======== Supplied data ========
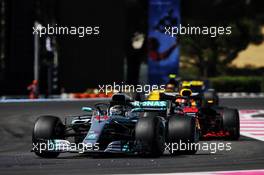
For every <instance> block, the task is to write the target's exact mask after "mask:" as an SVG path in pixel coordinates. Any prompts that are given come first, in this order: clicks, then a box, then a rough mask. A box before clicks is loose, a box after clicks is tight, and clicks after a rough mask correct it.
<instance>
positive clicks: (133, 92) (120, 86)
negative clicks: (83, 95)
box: [98, 82, 165, 95]
mask: <svg viewBox="0 0 264 175" xmlns="http://www.w3.org/2000/svg"><path fill="white" fill-rule="evenodd" d="M98 90H99V93H105V94H106V95H107V94H109V93H111V92H133V93H134V92H137V93H144V94H146V95H149V94H150V92H152V91H155V90H161V91H165V85H147V84H145V85H139V84H138V85H131V84H124V83H123V82H122V83H120V84H118V83H116V82H114V83H113V84H107V85H98Z"/></svg>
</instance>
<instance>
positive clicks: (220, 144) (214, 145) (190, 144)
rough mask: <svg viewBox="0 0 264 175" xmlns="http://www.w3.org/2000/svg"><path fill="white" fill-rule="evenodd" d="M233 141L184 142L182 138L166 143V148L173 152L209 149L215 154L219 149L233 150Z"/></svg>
mask: <svg viewBox="0 0 264 175" xmlns="http://www.w3.org/2000/svg"><path fill="white" fill-rule="evenodd" d="M231 149H232V147H231V143H228V142H227V143H223V142H199V143H190V142H187V143H186V142H182V141H181V140H180V141H179V142H178V143H165V150H167V151H170V152H171V153H173V152H177V151H192V150H197V151H207V152H210V153H211V154H215V153H217V152H219V151H231Z"/></svg>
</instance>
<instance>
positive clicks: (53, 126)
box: [32, 116, 64, 158]
mask: <svg viewBox="0 0 264 175" xmlns="http://www.w3.org/2000/svg"><path fill="white" fill-rule="evenodd" d="M63 135H64V125H63V124H62V122H61V120H60V119H59V118H58V117H54V116H41V117H39V118H38V119H37V120H36V122H35V125H34V128H33V133H32V142H33V144H35V145H40V144H41V143H43V144H46V143H47V142H46V140H49V139H63ZM47 146H48V145H46V147H47ZM34 152H35V154H36V155H37V156H39V157H42V158H56V157H58V156H59V154H60V153H58V152H48V151H41V152H40V151H39V150H34Z"/></svg>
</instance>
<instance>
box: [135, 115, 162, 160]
mask: <svg viewBox="0 0 264 175" xmlns="http://www.w3.org/2000/svg"><path fill="white" fill-rule="evenodd" d="M152 114H154V113H152ZM135 140H136V143H137V147H138V148H139V150H138V153H139V154H140V155H141V156H147V157H159V156H161V155H162V154H163V152H164V149H165V128H164V125H163V123H162V120H161V118H160V117H158V116H150V115H146V117H142V118H140V119H139V120H138V122H137V124H136V127H135Z"/></svg>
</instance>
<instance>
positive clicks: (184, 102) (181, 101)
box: [175, 98, 188, 106]
mask: <svg viewBox="0 0 264 175" xmlns="http://www.w3.org/2000/svg"><path fill="white" fill-rule="evenodd" d="M175 102H176V104H178V105H179V106H187V105H188V101H187V99H184V98H177V99H176V100H175Z"/></svg>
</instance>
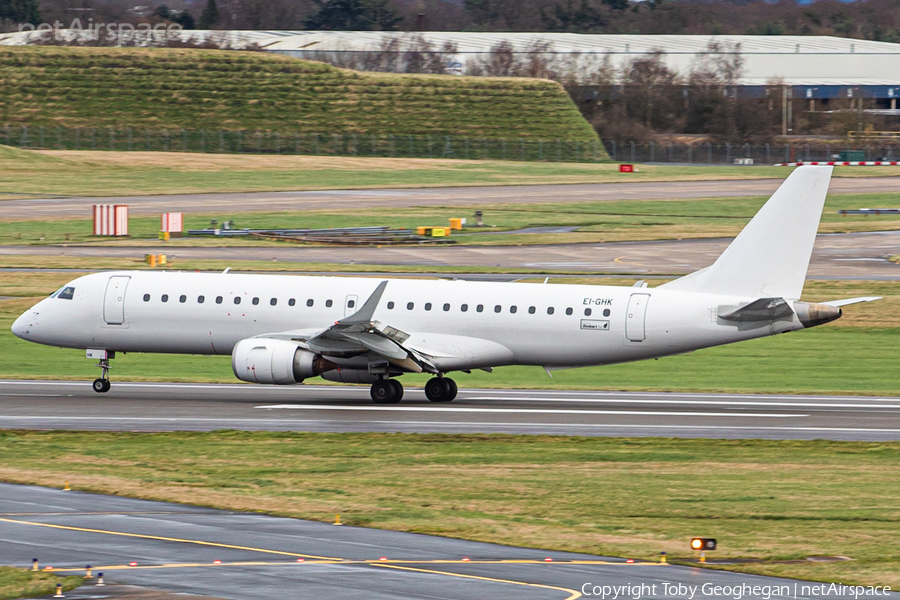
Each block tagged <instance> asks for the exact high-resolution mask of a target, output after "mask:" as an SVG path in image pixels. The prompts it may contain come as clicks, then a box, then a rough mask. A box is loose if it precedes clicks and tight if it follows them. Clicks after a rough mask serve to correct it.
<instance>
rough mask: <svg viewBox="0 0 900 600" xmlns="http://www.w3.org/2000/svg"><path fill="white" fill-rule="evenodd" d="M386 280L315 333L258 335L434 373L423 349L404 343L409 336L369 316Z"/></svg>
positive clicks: (380, 295)
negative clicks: (374, 319) (375, 358)
mask: <svg viewBox="0 0 900 600" xmlns="http://www.w3.org/2000/svg"><path fill="white" fill-rule="evenodd" d="M387 284H388V282H387V281H382V282H381V283H379V284H378V287H377V288H375V291H374V292H372V295H371V296H369V299H368V300H366V301H365V303H364V304H363V305H362V307H360V309H359V310H358V311H356V312H355V313H353V314H352V315H350V316H349V317H345V318H343V319H341V320H340V321H335V323H334V325H331V326H330V327H328V328H326V329H322V330H319V331H315V332H303V331H296V332H285V333H277V334H269V335H264V336H261V337H275V338H284V339H290V340H292V341H295V342H300V343H301V344H302V345H303V346H304V347H306V348H307V349H308V350H310V351H311V352H315V353H317V354H322V355H323V356H354V355H359V354H363V353H365V352H374V353H375V354H378V355H379V356H382V357H384V359H385V360H387V361H388V362H390V363H392V364H394V365H396V366H398V367H401V368H403V369H406V370H409V371H412V372H414V373H421V372H423V371H425V372H428V373H437V372H438V368H437V367H436V366H435V365H434V363H433V362H432V361H431V360H430V357H429V356H427V355H426V354H425V353H423V352H419V351H416V350H415V349H414V348H411V347H408V346H407V345H405V343H406V341H407V340H408V339H409V337H410V335H409V334H408V333H405V332H403V331H400V330H399V329H397V328H395V327H391V326H390V325H386V324H384V323H381V322H379V321H375V320H374V319H373V316H374V314H375V309H376V308H377V307H378V303H379V302H380V301H381V296H382V295H383V294H384V290H385V288H386V287H387Z"/></svg>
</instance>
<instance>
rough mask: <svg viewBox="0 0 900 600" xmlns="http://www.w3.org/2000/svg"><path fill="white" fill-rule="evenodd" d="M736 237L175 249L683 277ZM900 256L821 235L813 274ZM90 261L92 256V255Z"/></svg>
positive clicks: (860, 241)
mask: <svg viewBox="0 0 900 600" xmlns="http://www.w3.org/2000/svg"><path fill="white" fill-rule="evenodd" d="M730 242H731V240H730V239H728V238H707V239H691V240H660V241H649V242H615V243H607V244H552V245H533V246H529V245H523V246H444V247H420V246H415V247H409V246H407V247H381V248H340V247H324V246H319V247H293V246H292V247H288V246H284V247H272V246H269V247H240V248H209V247H204V248H197V247H194V248H189V247H174V246H173V247H169V248H167V249H166V254H167V256H168V257H169V259H170V260H172V261H174V262H175V264H177V261H178V260H196V259H209V260H211V259H214V260H226V261H227V260H235V259H236V257H238V256H239V257H240V260H257V261H272V260H275V261H277V262H284V263H296V262H309V263H335V264H370V265H394V266H399V265H403V266H426V267H466V266H475V267H499V268H506V269H528V270H531V271H537V272H541V271H581V272H588V273H610V274H616V273H621V274H623V275H637V276H641V275H679V274H685V273H690V272H692V271H696V270H698V269H701V268H703V267H706V266H709V265H710V264H712V263H713V262H714V261H715V260H716V258H717V257H718V256H719V254H721V253H722V251H723V250H724V249H725V248H726V247H727V246H728V244H729V243H730ZM159 251H160V247H159V246H147V247H127V246H106V245H103V246H91V245H85V246H72V245H68V246H0V256H69V257H85V258H131V259H135V260H143V257H144V255H145V254H148V253H156V252H159ZM898 253H900V231H885V232H864V233H841V234H821V235H819V236H818V237H817V238H816V245H815V249H814V250H813V254H812V259H811V262H810V266H809V272H808V277H809V278H810V279H859V280H863V279H870V280H884V281H892V280H900V265H898V264H897V263H892V262H890V261H889V260H888V259H889V258H890V257H891V256H894V255H897V254H898ZM85 266H90V261H89V260H85Z"/></svg>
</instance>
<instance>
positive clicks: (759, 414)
mask: <svg viewBox="0 0 900 600" xmlns="http://www.w3.org/2000/svg"><path fill="white" fill-rule="evenodd" d="M254 408H259V409H266V410H271V409H280V410H351V411H364V412H368V411H390V412H442V413H447V412H449V413H503V414H525V415H528V414H535V415H631V416H650V417H762V418H768V419H785V418H797V417H808V416H809V415H798V414H775V413H702V412H671V411H637V410H563V409H552V408H475V407H471V408H470V407H465V406H390V407H389V406H347V405H336V406H331V405H324V404H266V405H261V406H254Z"/></svg>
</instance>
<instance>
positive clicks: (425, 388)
mask: <svg viewBox="0 0 900 600" xmlns="http://www.w3.org/2000/svg"><path fill="white" fill-rule="evenodd" d="M457 392H459V388H458V387H457V385H456V382H455V381H453V380H452V379H450V378H448V377H433V378H432V379H429V380H428V383H426V384H425V397H426V398H428V399H429V400H431V401H432V402H452V401H453V399H454V398H456V394H457Z"/></svg>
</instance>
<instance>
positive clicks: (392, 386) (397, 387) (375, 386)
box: [370, 379, 403, 404]
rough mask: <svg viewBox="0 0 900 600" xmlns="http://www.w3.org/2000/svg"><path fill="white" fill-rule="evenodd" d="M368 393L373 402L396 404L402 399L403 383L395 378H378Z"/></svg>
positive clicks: (387, 403)
mask: <svg viewBox="0 0 900 600" xmlns="http://www.w3.org/2000/svg"><path fill="white" fill-rule="evenodd" d="M370 393H371V395H372V400H373V401H374V402H375V404H397V403H398V402H400V401H401V400H403V384H401V383H400V382H399V381H397V380H396V379H379V380H378V381H376V382H375V383H373V384H372V390H371V392H370Z"/></svg>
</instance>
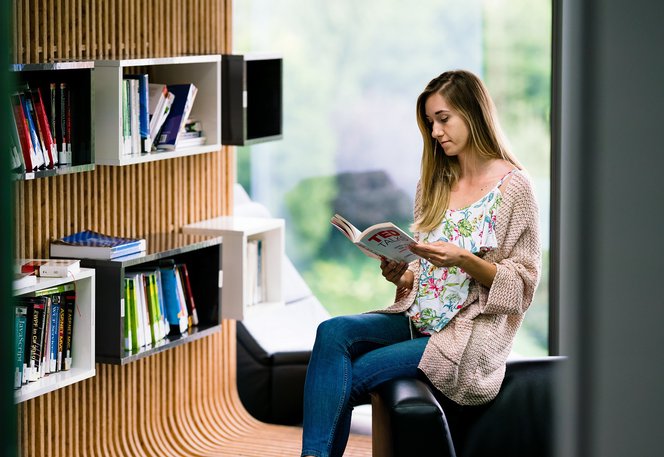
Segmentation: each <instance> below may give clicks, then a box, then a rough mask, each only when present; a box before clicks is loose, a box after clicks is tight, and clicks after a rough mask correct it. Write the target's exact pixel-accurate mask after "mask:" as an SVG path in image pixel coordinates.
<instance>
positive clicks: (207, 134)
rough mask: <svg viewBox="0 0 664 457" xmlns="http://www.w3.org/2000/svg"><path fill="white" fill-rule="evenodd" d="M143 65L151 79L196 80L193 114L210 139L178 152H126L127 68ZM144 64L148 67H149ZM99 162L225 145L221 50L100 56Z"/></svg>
mask: <svg viewBox="0 0 664 457" xmlns="http://www.w3.org/2000/svg"><path fill="white" fill-rule="evenodd" d="M133 67H138V68H140V71H146V72H147V73H149V75H150V77H149V82H150V83H160V84H181V83H192V84H194V85H195V86H196V88H197V89H198V93H197V95H196V98H195V100H194V104H193V106H192V110H191V114H190V118H192V119H197V120H199V121H200V122H201V124H202V126H203V132H204V135H205V137H206V141H207V142H206V144H204V145H201V146H195V147H190V148H182V149H176V150H175V151H164V152H152V153H147V154H132V155H127V154H123V145H122V140H121V135H122V78H123V74H124V72H123V69H125V68H133ZM145 67H148V68H147V69H145ZM93 78H94V88H95V120H96V121H95V163H96V164H99V165H115V166H123V165H132V164H137V163H145V162H152V161H156V160H164V159H170V158H175V157H186V156H191V155H195V154H204V153H208V152H215V151H219V150H221V55H219V54H213V55H200V56H181V57H163V58H155V59H123V60H98V61H95V71H94V72H93Z"/></svg>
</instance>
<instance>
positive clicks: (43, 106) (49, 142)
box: [30, 88, 58, 168]
mask: <svg viewBox="0 0 664 457" xmlns="http://www.w3.org/2000/svg"><path fill="white" fill-rule="evenodd" d="M30 95H31V97H32V103H33V105H34V107H35V114H36V115H37V116H36V117H37V124H38V126H39V133H40V135H41V138H42V141H43V142H44V147H45V148H46V152H47V153H48V159H49V165H48V166H49V168H53V165H54V164H55V163H57V161H58V160H57V155H58V150H57V145H56V144H55V142H54V140H53V137H52V136H51V128H50V126H49V122H48V116H47V115H46V109H45V108H44V101H43V99H42V96H41V89H39V88H37V89H36V90H31V91H30Z"/></svg>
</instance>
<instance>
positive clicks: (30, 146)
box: [11, 93, 37, 171]
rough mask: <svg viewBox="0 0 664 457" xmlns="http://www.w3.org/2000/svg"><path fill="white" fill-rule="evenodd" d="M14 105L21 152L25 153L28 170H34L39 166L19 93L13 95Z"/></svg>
mask: <svg viewBox="0 0 664 457" xmlns="http://www.w3.org/2000/svg"><path fill="white" fill-rule="evenodd" d="M11 101H12V107H13V108H14V123H15V125H16V129H17V131H18V136H19V141H20V143H21V152H22V153H23V160H24V162H25V169H26V171H32V170H34V169H35V168H37V166H36V163H35V160H34V156H35V151H34V149H33V146H32V139H31V138H30V130H29V128H28V122H27V120H26V118H25V113H24V112H23V106H22V104H21V99H20V96H19V95H18V93H14V94H12V96H11Z"/></svg>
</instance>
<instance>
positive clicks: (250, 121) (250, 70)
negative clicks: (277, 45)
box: [221, 54, 283, 146]
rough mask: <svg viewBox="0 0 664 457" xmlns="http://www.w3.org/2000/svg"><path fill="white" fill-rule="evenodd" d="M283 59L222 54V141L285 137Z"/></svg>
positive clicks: (249, 143) (243, 55) (237, 145)
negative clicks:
========
▶ _Work item_:
Return each line of the items above that contains the word "then", matching case exactly.

▶ _Answer_:
For every <instance> block, the task is to write the target's exact mask after "mask:" as an SVG path in pixel coordinates. Any prompts that are given come first, in this order: clicks, then a box, then a rough mask. A box before clicks is loose, a box after clicks is tight, and clicks after a rough mask correct it.
Each block tagged <instance> asks for the exact high-resolution mask of a target, output after "mask:" as an SVG path in image pixels. The prompts it may contain come as clicks, then a box, then a rough mask. A box is loose if it precedes clicks and tight if it follows them. Clicks after a rough mask serve to correct it.
Segmentation: each <instance> below may give clicks, then a box, then a rough mask, each only when present; a box before clicks is loose, a box after clicks is tight, and clicks after a rough mask correct it. Write the target's exact pixel-accurate mask after "mask:" as an SVG path in image pixel coordinates.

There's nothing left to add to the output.